→ Lesetext
In meiner panelGroup kann ich eigene css Klassen definieren und das DEFAULT Design überschreiben. Ich muss nur wissen, welche Keywords für Komponenten aus dem Framework verfügbar sind und welche Formatierungen sie ergeben! Dort hilft mir nur Suche in der Dokumentation oder Google 

*Achtung!* Dies ist für mich nur eine Annahme! Ich möchte hier in die Runde fragen, ob dies korrekt ist oder das Tag eine ganz andere Funktion hat. Bisher konnte ich noch keine genaue Antwort finden und wäre für eine hilfreiche Erklärung dankbar.

Gruss
Hootch


----------



## knoppers (25. Jun 2010)

Ja dieses Tag hat diese und auch noch ein paar andere Funktion. (Ähnliche Funktion).
z.B. header oder bottom. Aber im endeffekt macht das dann auch nichts anderes als den jeweiligen Style zu setzen.

→ Schriftliche Aufgabe
Gib aus dem Lesetext alles von „Ja dieses Tag“ bis hinunter zu „Style zu setzen.“ noch einmal wieder und tausche dabei „Style“ gegen „Stil“.

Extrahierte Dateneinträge

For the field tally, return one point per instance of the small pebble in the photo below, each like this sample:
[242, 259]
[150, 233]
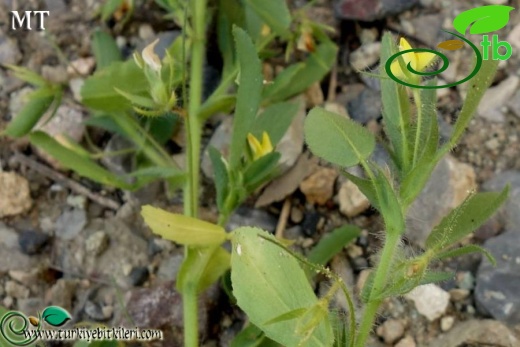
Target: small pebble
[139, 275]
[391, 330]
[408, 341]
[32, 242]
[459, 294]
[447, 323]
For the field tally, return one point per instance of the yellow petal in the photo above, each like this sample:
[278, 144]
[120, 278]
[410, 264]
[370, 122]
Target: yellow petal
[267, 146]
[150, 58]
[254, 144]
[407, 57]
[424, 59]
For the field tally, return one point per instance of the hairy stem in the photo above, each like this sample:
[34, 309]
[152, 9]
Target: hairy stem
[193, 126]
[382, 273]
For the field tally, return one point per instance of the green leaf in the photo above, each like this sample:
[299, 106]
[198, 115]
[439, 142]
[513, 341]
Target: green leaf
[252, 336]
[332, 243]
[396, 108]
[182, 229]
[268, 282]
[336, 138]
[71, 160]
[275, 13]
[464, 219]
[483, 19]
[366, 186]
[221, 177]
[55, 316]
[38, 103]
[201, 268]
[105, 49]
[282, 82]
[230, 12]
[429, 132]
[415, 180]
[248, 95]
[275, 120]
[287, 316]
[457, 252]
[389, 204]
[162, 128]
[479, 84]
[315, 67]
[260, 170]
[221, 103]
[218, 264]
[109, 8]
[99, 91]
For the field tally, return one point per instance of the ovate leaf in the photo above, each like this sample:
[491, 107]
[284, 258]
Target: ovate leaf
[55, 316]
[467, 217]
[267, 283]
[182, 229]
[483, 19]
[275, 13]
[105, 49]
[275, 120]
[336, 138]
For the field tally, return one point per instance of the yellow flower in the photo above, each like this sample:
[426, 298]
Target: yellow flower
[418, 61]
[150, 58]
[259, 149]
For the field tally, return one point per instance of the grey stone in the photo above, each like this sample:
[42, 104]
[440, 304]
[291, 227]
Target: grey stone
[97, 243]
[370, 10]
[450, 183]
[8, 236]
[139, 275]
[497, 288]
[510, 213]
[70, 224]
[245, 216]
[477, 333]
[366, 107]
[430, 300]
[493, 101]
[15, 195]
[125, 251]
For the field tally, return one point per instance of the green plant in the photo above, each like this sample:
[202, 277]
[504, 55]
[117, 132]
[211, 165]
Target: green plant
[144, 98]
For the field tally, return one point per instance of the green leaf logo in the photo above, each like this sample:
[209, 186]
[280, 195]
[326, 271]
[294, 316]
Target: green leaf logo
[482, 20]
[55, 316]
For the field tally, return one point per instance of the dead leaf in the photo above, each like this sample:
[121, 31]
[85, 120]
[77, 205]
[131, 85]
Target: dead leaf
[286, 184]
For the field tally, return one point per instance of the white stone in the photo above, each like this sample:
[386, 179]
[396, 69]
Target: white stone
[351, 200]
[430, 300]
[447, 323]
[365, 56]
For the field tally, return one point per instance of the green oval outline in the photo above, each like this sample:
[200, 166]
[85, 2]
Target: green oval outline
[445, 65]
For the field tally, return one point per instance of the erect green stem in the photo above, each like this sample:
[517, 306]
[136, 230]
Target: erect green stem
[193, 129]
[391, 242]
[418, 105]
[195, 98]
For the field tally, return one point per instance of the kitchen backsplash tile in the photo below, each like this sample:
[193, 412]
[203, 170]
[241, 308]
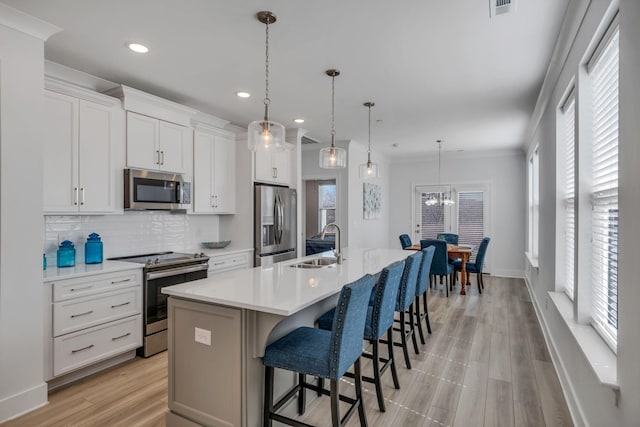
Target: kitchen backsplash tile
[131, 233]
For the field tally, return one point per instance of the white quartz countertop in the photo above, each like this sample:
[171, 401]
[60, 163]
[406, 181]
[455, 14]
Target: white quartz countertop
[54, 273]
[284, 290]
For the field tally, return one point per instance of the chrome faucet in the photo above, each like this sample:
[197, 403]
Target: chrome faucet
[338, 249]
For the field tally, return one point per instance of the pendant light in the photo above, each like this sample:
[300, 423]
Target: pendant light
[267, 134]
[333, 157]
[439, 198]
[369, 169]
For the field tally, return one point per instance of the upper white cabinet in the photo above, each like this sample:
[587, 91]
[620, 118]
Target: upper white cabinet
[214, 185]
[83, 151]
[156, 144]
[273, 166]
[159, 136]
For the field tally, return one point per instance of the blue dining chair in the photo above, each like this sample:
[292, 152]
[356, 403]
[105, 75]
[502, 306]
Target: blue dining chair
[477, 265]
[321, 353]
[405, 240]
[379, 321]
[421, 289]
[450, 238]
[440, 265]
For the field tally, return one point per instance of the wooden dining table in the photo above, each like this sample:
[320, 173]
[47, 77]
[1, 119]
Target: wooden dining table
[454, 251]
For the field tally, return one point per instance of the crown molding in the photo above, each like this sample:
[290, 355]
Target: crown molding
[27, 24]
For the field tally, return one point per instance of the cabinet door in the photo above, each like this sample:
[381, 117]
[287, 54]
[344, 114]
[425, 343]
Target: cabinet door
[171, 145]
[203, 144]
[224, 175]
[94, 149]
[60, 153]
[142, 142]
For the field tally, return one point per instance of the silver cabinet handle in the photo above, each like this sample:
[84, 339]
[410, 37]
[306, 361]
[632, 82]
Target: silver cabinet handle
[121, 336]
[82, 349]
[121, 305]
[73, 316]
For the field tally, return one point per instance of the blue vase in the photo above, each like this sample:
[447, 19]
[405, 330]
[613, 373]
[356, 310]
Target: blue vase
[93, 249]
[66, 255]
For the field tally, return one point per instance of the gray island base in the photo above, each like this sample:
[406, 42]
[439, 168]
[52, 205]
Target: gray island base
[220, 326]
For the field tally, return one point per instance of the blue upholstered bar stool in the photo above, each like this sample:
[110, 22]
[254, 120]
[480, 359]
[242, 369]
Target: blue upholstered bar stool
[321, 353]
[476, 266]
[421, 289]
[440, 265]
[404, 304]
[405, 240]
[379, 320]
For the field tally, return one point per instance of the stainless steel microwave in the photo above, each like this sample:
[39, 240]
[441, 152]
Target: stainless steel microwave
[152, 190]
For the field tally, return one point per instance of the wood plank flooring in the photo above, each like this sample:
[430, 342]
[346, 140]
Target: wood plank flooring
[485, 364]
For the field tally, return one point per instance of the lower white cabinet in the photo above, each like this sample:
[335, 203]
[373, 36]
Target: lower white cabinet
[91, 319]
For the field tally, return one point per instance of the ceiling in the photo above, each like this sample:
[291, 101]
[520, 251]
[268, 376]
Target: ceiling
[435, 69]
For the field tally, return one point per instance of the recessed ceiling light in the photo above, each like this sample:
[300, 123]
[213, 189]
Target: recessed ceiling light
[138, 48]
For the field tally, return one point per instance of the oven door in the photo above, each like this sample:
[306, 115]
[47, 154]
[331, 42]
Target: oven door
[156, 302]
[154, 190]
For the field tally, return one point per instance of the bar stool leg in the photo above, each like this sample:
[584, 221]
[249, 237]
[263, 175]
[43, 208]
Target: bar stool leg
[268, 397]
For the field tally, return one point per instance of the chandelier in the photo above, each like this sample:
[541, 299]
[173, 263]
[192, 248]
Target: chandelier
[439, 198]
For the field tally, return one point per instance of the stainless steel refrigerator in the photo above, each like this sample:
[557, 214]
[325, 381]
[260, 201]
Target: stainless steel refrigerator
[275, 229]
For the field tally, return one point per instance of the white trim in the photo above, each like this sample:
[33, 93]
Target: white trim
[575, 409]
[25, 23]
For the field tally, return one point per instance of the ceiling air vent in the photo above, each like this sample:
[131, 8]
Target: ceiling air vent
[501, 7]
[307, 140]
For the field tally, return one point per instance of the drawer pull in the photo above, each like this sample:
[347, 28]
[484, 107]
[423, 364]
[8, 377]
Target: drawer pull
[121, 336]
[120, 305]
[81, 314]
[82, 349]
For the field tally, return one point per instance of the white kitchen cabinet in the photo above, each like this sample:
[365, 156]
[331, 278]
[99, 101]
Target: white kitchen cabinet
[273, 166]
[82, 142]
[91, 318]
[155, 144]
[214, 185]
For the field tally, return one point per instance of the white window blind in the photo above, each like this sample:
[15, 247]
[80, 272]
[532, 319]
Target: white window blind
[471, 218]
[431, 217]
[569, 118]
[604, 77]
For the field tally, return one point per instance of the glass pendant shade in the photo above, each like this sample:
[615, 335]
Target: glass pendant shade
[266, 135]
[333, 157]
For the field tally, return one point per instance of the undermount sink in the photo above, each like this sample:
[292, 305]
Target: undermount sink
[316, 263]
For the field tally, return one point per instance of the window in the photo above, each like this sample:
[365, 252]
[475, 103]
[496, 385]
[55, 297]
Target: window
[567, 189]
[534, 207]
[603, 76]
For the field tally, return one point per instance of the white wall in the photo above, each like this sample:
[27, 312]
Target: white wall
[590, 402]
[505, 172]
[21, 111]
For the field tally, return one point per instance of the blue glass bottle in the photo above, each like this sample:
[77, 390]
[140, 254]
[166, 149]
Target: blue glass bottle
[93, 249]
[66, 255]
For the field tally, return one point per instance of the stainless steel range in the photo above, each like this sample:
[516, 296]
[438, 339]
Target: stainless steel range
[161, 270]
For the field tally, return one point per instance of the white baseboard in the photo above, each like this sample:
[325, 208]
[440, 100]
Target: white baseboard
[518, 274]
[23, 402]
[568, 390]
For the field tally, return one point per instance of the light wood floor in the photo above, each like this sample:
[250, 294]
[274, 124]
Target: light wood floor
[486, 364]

---

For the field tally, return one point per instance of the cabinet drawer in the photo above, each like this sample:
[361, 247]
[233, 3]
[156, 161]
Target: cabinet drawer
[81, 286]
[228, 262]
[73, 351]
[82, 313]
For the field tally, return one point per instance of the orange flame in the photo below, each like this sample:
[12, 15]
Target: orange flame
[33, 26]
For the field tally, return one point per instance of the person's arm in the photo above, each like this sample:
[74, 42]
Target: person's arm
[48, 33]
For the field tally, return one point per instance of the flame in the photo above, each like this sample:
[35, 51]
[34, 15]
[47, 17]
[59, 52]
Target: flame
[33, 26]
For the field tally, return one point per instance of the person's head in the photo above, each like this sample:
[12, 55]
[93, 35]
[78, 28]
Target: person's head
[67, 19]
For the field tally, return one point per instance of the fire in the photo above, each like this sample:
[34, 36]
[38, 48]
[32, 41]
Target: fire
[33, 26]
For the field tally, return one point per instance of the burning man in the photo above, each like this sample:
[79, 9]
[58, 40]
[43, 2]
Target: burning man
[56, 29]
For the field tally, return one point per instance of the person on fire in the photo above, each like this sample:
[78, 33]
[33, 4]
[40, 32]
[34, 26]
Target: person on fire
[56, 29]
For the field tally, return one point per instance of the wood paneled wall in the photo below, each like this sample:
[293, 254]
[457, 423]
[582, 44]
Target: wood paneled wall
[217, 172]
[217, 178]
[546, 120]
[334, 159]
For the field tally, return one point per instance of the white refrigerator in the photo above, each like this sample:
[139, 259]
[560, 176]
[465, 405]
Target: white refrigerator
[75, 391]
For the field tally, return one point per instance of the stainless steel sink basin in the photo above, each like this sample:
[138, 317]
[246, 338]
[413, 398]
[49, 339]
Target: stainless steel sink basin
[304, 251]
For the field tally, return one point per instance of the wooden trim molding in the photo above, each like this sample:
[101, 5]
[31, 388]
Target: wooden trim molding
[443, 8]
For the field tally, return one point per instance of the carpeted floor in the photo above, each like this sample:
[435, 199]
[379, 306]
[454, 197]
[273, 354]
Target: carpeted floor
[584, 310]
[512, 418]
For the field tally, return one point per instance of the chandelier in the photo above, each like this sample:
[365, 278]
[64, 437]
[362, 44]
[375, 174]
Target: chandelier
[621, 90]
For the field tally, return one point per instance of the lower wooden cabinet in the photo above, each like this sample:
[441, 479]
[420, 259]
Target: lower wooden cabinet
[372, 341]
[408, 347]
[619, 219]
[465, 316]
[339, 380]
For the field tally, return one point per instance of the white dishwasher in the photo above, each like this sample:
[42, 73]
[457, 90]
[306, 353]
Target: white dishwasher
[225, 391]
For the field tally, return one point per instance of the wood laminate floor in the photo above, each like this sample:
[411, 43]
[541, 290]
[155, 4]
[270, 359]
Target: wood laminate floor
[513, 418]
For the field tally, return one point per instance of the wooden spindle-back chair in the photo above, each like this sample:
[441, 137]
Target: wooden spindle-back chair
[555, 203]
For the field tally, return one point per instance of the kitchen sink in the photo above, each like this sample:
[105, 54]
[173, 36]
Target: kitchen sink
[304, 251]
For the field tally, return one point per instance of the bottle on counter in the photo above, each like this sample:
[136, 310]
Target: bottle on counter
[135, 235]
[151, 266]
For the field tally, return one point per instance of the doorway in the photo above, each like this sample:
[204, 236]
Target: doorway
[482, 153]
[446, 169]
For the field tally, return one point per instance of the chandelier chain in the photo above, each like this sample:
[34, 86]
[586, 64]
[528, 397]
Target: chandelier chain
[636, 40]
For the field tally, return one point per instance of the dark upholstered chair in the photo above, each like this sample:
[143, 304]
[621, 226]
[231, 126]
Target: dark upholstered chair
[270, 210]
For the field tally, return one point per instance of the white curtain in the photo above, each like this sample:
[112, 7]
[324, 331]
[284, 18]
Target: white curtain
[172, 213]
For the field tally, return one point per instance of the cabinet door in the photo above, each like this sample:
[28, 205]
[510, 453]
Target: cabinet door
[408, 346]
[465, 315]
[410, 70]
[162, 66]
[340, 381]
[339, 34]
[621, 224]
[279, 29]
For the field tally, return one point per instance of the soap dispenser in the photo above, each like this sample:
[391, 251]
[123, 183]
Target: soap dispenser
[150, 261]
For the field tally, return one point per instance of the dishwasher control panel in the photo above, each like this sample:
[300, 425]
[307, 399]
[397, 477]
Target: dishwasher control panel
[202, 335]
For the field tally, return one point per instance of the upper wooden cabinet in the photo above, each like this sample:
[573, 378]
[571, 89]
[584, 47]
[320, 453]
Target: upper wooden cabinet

→ Gelöste Aufgabe
Ja dieses Tag hat diese und auch noch ein paar andere Funktion. (Ähnliche Funktion).
z.B. header oder bottom. Aber im endeffekt macht das dann auch nichts anderes als den jeweiligen Stil zu setzen.